**What is being asked:** Transcribe the items word for word, starting at the line that contains "the woman's short" and continuing down through the line that contains "[(262, 183)]".

|---|

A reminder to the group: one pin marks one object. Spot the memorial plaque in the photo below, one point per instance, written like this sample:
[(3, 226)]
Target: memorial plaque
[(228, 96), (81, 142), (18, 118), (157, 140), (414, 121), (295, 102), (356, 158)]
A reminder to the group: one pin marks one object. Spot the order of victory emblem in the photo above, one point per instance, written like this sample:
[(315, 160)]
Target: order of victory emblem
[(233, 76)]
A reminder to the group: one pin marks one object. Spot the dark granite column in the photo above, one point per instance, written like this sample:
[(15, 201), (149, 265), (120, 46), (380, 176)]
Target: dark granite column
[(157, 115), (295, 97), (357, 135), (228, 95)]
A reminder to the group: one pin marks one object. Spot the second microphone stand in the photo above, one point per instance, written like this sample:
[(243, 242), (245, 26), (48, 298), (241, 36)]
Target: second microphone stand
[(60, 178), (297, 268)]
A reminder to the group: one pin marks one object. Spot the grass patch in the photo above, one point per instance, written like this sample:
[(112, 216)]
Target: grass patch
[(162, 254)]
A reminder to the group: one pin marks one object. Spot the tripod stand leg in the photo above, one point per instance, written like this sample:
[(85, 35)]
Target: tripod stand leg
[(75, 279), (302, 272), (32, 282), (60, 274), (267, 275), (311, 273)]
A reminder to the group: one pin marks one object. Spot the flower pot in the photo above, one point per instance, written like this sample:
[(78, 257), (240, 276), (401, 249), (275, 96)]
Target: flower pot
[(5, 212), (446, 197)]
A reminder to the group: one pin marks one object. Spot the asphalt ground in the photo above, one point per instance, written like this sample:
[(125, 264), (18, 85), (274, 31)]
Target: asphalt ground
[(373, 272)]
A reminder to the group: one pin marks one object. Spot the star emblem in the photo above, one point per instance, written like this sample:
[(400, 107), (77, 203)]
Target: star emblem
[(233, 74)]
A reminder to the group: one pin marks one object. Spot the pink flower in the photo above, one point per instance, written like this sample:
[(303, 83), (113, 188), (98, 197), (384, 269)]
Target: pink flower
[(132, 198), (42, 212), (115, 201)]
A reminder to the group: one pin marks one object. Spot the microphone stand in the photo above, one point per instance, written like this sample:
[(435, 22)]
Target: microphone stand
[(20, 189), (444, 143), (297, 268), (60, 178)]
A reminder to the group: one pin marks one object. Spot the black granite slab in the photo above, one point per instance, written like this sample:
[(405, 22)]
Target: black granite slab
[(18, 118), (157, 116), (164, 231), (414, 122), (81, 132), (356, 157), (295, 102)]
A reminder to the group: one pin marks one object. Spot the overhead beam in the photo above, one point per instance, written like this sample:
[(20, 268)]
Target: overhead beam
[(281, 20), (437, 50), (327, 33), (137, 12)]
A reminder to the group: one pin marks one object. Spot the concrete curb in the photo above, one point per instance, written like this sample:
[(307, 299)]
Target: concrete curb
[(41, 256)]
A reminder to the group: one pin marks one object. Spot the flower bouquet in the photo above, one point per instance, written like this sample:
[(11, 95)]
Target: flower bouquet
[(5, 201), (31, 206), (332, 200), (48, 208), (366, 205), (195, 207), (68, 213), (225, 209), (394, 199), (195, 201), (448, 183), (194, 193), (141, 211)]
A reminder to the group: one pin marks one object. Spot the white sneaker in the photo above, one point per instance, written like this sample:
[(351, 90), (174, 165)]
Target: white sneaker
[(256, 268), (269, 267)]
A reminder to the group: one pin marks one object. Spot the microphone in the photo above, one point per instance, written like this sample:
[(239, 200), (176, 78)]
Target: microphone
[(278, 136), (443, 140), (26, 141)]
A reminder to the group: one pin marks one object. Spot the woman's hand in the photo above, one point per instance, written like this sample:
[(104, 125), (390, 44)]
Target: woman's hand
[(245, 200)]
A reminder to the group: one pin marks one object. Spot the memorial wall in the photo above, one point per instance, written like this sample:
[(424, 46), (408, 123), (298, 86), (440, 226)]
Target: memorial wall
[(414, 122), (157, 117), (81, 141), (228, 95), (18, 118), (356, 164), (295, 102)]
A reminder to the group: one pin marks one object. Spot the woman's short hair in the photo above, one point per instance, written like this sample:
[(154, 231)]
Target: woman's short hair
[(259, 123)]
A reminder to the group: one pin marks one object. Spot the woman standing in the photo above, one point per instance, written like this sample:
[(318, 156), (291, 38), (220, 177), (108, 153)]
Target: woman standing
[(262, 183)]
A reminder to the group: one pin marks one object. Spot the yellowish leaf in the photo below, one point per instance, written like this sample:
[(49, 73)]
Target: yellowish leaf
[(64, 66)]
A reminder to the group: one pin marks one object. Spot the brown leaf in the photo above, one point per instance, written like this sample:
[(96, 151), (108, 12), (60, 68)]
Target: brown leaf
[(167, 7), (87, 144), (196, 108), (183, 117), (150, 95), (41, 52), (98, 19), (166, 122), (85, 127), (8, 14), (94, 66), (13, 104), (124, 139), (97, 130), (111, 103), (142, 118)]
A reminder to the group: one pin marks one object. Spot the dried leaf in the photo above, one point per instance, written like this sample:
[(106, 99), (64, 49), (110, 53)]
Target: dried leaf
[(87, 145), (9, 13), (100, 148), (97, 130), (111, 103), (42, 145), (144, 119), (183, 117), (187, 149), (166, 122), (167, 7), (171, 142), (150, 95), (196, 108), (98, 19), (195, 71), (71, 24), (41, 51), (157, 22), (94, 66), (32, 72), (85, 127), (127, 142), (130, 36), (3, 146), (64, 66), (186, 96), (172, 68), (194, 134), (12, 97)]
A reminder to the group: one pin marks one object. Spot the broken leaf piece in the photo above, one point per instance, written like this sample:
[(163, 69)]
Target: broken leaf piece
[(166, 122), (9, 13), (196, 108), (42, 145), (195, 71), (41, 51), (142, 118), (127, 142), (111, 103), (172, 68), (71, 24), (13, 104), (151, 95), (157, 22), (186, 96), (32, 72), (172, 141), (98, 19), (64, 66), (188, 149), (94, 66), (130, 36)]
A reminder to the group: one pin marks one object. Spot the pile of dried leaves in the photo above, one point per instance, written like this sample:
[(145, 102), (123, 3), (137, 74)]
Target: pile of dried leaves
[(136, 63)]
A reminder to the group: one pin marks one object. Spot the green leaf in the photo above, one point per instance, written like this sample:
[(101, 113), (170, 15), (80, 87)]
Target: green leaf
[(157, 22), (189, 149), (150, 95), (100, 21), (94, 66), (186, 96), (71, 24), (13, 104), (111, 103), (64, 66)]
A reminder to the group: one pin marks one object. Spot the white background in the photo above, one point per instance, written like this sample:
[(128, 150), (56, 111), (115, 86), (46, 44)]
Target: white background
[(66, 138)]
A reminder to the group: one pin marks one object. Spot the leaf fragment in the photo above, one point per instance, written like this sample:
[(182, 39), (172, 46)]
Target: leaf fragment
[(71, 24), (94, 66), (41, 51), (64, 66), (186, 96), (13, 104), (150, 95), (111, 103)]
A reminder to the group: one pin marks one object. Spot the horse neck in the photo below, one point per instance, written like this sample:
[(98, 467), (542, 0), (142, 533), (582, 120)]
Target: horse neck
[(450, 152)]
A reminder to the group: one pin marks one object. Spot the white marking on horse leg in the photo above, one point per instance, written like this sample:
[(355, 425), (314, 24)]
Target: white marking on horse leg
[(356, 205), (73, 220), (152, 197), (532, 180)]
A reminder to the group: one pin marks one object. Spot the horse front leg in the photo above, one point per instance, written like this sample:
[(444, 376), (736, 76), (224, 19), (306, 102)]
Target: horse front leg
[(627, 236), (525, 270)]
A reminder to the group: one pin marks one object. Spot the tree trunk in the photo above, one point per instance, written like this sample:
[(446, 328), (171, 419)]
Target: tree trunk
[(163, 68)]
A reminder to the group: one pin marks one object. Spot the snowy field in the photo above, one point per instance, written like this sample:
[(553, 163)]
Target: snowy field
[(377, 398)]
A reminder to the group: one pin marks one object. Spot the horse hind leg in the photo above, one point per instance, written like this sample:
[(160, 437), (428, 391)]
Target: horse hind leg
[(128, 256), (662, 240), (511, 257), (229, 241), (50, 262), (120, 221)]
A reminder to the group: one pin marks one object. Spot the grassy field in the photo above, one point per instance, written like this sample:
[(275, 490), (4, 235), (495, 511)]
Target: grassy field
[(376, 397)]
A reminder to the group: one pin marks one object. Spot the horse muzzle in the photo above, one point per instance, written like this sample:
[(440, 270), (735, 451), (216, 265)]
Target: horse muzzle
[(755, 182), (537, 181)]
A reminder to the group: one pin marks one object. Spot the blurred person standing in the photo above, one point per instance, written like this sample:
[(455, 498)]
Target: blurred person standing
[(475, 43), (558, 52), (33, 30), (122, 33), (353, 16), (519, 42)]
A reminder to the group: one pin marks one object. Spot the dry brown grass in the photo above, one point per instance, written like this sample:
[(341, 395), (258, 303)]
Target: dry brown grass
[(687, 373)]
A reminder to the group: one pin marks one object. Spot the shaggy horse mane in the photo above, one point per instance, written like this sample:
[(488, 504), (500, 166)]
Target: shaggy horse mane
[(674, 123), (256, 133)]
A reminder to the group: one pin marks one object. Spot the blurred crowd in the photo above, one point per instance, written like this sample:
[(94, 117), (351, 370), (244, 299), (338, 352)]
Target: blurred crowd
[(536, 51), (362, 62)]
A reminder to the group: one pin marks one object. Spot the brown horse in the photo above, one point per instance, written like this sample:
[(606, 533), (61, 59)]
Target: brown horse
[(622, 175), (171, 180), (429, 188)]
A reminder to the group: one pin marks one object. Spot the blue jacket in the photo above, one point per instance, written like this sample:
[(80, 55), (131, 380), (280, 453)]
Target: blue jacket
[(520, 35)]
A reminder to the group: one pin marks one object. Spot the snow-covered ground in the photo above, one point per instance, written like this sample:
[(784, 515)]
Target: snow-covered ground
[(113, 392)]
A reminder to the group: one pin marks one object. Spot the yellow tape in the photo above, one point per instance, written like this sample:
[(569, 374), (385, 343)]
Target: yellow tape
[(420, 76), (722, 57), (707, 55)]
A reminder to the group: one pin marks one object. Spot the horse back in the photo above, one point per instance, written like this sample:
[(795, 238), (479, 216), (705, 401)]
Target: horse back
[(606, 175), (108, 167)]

|---|

**Response:**
A reminder to the group: one pin marks one object. Spot the woman's short hair in the photo above, one point per instance, written like this sample:
[(154, 231)]
Target: woman's short hair
[(259, 123)]
A reminder to the group: one pin marks one object. Spot the woman standing in the photo above, one point per instance, written like this sample:
[(318, 156), (291, 38), (220, 177), (108, 153)]
Target: woman standing
[(262, 183)]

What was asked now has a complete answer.